*** Opening SELECTED EXCERPT ***

Scientific classification
- Kingdom: Plantae
- Clade: Embryophytes
- Clade: Tracheophytes
- Clade: Angiosperms
- Clade: Monocots
- Order: Asparagales
- Family: Orchidaceae
- Subfamily: Cypripedioideae
- Genus: Cypripedium
- Species: C. candidum
- Binomial name: Cypripedium candidum Muhl. ex Willd.
- Synonyms: Calceolus candidus (Muhl. ex Willd.) Nieuwl.

= Cypripedium candidum =

- Genus: Cypripedium
- Species: candidum
- Authority: Muhl. ex Willd.
- Conservation status: VU
- Synonyms: Calceolus candidus (Muhl. ex Willd.) Nieuwl.

Species of orchid

Cypripedium candidum, known as the small white lady's slipper or white lady's slipper, is a small herbaceous plant in the orchid family, Orchidaceae. It is native to eastern North America, with its range centered in the Upper Midwest and a majority of plants occurring in Minnesota. Disjunct populations occur as far south as Arkansas and Alabama.

A slow-growing perennial, C. candidum typically grows in full sun in alkaline wetlands and fens, especially on calcareous soils. It requires high-quality habitats with diverse native prairie flora and has declined in many areas because of habitat loss caused by agricultural conversion, woody encroachment, and invasive species. The plant is considered vulnerable across all of its range and is listed as an endangered species in several jurisdictions.

*** Closing SELECTED EXCERPT ***
*** Opening DATA ***

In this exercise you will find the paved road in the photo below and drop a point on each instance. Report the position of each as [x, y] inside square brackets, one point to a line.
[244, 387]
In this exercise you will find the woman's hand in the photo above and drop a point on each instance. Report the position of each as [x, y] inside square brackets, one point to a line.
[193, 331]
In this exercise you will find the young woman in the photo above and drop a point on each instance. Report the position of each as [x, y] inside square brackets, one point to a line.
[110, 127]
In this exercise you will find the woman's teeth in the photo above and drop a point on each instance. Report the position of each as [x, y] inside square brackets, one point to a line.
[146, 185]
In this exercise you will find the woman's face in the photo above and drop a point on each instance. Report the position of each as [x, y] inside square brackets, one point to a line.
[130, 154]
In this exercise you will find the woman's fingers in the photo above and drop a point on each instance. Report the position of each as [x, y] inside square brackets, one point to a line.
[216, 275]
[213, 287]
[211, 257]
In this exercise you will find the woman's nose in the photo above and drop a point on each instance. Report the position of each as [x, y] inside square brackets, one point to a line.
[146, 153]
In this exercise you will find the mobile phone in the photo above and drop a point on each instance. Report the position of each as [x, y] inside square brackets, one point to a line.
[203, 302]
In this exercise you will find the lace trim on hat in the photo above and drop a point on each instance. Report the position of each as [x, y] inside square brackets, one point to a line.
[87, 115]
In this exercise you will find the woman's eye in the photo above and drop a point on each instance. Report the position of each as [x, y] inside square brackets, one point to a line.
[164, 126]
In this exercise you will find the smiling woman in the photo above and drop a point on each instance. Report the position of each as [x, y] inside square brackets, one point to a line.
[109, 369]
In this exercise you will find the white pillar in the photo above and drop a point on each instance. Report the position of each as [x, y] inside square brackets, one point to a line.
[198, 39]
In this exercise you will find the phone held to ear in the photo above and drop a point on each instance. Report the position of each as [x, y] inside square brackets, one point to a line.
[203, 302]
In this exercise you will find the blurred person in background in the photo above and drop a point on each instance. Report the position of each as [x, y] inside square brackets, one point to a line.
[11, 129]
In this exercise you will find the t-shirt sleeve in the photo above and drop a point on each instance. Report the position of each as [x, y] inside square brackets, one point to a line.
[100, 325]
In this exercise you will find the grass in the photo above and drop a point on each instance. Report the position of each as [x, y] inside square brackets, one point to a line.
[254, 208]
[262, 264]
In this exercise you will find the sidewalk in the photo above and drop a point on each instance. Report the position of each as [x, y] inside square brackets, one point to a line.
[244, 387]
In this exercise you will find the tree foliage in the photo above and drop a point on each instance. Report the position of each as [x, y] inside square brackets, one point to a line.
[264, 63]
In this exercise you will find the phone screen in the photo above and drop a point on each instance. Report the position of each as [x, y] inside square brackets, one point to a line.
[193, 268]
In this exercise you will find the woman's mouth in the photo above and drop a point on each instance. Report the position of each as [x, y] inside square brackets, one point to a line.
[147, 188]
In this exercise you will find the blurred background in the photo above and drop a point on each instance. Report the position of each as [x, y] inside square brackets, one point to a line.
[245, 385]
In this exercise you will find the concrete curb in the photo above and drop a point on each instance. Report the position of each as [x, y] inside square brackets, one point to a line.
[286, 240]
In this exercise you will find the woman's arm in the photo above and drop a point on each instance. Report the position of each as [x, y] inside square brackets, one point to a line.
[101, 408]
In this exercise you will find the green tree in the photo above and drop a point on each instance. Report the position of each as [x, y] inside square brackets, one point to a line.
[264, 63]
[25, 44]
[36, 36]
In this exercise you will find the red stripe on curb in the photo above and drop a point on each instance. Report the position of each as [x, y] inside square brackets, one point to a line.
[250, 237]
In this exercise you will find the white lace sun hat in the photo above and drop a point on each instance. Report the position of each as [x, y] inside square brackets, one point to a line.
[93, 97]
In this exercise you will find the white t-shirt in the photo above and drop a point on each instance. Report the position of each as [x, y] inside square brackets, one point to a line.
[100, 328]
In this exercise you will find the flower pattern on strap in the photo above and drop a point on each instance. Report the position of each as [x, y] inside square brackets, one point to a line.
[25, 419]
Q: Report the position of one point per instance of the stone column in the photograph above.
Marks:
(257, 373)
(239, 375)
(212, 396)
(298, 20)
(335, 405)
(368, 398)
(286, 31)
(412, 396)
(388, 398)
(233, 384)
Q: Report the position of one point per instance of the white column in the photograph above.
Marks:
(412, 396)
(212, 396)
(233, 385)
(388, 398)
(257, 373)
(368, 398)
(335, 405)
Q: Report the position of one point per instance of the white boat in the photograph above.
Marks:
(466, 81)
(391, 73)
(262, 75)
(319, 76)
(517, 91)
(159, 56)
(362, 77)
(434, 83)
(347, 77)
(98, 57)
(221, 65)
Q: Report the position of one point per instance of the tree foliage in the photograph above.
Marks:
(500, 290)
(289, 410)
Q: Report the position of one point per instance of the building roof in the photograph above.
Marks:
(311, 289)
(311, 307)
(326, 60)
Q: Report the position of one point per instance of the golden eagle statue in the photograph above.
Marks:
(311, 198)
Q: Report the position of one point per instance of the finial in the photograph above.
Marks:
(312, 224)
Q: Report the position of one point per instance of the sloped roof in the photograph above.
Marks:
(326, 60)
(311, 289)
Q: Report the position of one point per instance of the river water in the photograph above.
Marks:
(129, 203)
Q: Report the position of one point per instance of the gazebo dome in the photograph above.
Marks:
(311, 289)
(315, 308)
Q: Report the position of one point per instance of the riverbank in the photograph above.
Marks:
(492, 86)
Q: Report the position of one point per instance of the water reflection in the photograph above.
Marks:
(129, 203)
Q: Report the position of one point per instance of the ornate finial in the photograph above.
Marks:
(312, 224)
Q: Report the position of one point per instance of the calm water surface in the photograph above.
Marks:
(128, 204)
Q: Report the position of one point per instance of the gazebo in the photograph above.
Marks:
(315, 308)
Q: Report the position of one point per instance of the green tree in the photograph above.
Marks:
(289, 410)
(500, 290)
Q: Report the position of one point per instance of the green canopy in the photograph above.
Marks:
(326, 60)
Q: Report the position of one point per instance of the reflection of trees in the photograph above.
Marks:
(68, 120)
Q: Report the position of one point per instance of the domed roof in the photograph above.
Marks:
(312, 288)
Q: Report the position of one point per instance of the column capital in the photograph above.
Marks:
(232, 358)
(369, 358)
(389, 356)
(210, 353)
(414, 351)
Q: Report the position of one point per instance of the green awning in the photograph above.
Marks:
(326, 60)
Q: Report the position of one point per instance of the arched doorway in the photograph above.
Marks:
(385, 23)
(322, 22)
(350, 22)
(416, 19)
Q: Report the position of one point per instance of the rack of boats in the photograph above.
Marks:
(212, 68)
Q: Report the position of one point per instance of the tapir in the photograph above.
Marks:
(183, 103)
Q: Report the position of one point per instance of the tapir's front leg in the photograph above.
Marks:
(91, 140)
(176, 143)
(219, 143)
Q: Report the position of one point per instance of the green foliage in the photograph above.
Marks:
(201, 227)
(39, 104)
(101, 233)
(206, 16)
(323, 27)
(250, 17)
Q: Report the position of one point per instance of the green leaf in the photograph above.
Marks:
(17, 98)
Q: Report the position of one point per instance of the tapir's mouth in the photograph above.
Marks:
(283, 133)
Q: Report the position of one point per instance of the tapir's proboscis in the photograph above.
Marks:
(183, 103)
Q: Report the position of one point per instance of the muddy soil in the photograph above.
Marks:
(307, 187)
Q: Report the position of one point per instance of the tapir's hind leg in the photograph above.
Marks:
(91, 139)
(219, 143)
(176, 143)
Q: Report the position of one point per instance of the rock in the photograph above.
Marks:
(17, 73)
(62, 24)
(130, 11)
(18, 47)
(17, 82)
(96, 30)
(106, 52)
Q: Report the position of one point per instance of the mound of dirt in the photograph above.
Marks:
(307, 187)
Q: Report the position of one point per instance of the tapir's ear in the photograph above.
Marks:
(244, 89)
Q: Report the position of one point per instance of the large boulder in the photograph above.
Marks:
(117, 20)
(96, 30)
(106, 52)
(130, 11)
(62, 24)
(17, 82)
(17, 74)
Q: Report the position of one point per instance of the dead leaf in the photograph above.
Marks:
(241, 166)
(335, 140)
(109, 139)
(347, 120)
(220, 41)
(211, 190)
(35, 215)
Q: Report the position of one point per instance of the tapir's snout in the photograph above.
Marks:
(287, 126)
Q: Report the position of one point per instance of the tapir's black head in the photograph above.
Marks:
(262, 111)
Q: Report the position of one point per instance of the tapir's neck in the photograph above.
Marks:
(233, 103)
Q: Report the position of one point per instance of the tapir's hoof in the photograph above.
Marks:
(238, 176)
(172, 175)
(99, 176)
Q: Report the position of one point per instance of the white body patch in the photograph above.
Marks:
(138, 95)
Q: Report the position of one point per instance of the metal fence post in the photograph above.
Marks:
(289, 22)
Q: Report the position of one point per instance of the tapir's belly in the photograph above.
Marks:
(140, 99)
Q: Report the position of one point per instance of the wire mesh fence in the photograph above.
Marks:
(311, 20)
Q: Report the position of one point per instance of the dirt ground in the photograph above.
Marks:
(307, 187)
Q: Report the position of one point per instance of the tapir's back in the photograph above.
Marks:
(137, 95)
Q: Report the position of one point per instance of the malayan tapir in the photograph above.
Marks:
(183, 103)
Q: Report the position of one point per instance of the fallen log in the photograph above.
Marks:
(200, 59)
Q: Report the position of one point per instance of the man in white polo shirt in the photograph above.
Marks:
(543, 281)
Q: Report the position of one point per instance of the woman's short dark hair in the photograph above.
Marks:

*** Closing DATA ***

## CHECK YOUR UNDERSTANDING
a) According to the article on the small white lady's slipper, which state holds a majority of the plants?
b) Reproduce the article on the small white lady's slipper from "Cypripedium candidum, known" to "in several jurisdictions.".
c) Continue the article on the small white lady's slipper from the point where it stops.

## ANSWERS TO THIS EXERCISE
a) Minnesota

b)
Cypripedium candidum, known as the small white lady's slipper or white lady's slipper, is a small herbaceous plant in the orchid family, Orchidaceae. It is native to eastern North America, with its range centered in the Upper Midwest and a majority of plants occurring in Minnesota. Disjunct populations occur as far south as Arkansas and Alabama.

A slow-growing perennial, C. candidum typically grows in full sun in alkaline wetlands and fens, especially on calcareous soils. It requires high-quality habitats with diverse native prairie flora and has declined in many areas because of habitat loss caused by agricultural conversion, woody encroachment, and invasive species. The plant is considered vulnerable across all of its range and is listed as an endangered species in several jurisdictions.

c)
Where C. candidum grows alongside the closely related C. parviflorum, the two species hybridize, producing fertile offspring that backcross extensively. Hybrids of the two species are known as C. × andrewsii.

==Description==
Cypripedium candidum grows from a branching rhizome with slender roots up to 30 cm long. A single plant may produce a clump of up to sixty stems, arising from different points along the rhizome. The stems are erect and 11–40 cm tall, making it one of the smallest North American species of Cypripedium. Near the middle of the stem, there are three to five leaves arranged alternately, each 7–20 cm long, 0.9–5.3 cm wide, and covered in small hairs. The stem base has an additional two to four scale-like, bladeless leaf sheaths.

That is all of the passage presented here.